Re: [Corpora-List] Looking for a XML to TEXT convertor/editor

From: Lou (lou.burnard@computing-services.oxford.ac.uk)
Date: Mon Nov 27 2006 - 10:40:23 MET

  • Next message: ELDA: "[Corpora-List] ELRA - Language Resources Catalogue - Update"

    The easiest way to do this properly, provided the files are well formed
    xml, is to use an xslt stylesheet.

    A completely empty stylesheet will, by default, simply give you the text
    content of the input XML.

    Try this:

    1. download and install an XSLT processor such as xsltproc

    2. create a file like the following

    -------------------

    <?xml version="1.0" encoding="utf-8"?>
    <xsl:stylesheet xmlns:xsl="http://www.w3.org/1999/XSL/Transform"
                    version="1.0">

      <xsl:output method="text" encoding="utf-8" />

      <xsl:template match="teiHeader"/>

      <xsl:template match="text">
        <xsl:apply-templates/>
      </xsl:template>

    </xsl:stylesheet>

    -----------------

    In this example, the content of any <teiHeader> element in the input
    will be suppressed, and the content of any <text> element will be passed
    through. If your document uses different names for the elements, you can
    edit the above as needed.

•••

• [JOB 1]
Output the entire mailing-list reply about converting XML to text, word for word.
The mailing-list reply and the records are unrelated material.

• [RECORD LIST]

•••

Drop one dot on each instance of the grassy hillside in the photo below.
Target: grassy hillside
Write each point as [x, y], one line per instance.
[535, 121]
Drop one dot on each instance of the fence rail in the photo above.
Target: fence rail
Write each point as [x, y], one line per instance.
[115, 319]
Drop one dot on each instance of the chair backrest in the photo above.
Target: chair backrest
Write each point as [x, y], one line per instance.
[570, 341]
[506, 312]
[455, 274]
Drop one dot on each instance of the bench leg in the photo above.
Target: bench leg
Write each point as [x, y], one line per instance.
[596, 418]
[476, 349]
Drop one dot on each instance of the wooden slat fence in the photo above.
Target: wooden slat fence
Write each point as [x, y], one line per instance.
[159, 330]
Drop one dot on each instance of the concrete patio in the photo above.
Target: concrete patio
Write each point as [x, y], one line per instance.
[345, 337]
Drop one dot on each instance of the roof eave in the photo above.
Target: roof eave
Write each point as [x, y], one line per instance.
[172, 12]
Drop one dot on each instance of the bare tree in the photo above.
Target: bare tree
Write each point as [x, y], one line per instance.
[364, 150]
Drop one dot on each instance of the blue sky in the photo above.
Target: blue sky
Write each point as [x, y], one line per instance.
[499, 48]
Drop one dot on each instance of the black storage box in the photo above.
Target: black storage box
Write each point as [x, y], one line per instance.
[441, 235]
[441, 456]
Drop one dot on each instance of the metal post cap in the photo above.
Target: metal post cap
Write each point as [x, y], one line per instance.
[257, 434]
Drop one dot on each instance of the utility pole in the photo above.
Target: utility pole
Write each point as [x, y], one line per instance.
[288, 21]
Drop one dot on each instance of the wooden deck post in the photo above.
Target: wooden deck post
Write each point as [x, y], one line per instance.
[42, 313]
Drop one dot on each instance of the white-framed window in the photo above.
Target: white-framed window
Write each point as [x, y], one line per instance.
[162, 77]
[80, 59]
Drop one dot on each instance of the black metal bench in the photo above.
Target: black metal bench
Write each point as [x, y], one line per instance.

•••

• [JOB 2]
Please rename "instance" to "occurrence" in the records, starting at the line that contains "Drop one dot on each instance of the utility" and ending at the last line of the records. Return only those lines, with everything else unchanged.

• [COMPLETE OUTPUT 1]
Re: [Corpora-List] Looking for a XML to TEXT convertor/editor

From: Lou (lou.burnard@computing-services.oxford.ac.uk)
Date: Mon Nov 27 2006 - 10:40:23 MET

  • Next message: ELDA: "[Corpora-List] ELRA - Language Resources Catalogue - Update"

    The easiest way to do this properly, provided the files are well formed
    xml, is to use an xslt stylesheet.

    A completely empty stylesheet will, by default, simply give you the text
    content of the input XML.

    Try this:

    1. download and install an XSLT processor such as xsltproc

    2. create a file like the following

    -------------------

    <?xml version="1.0" encoding="utf-8"?>
    <xsl:stylesheet xmlns:xsl="http://www.w3.org/1999/XSL/Transform"
                    version="1.0">

      <xsl:output method="text" encoding="utf-8" />

      <xsl:template match="teiHeader"/>

      <xsl:template match="text">
        <xsl:apply-templates/>
      </xsl:template>

    </xsl:stylesheet>

    -----------------

    In this example, the content of any <teiHeader> element in the input
    will be suppressed, and the content of any <text> element will be passed
    through. If your document uses different names for the elements, you can
    edit the above as needed.

• [COMPLETE OUTPUT 2]
Drop one dot on each occurrence of the utility pole in the photo above.
Target: utility pole
Write each point as [x, y], one line per occurrence.
[288, 21]
Drop one dot on each occurrence of the wooden deck post in the photo above.
Target: wooden deck post
Write each point as [x, y], one line per occurrence.
[42, 313]
Drop one dot on each occurrence of the white-framed window in the photo above.
Target: white-framed window
Write each point as [x, y], one line per occurrence.
[162, 77]
[80, 59]
Drop one dot on each occurrence of the black metal bench in the photo above.
Target: black metal bench
Write each point as [x, y], one line per occurrence.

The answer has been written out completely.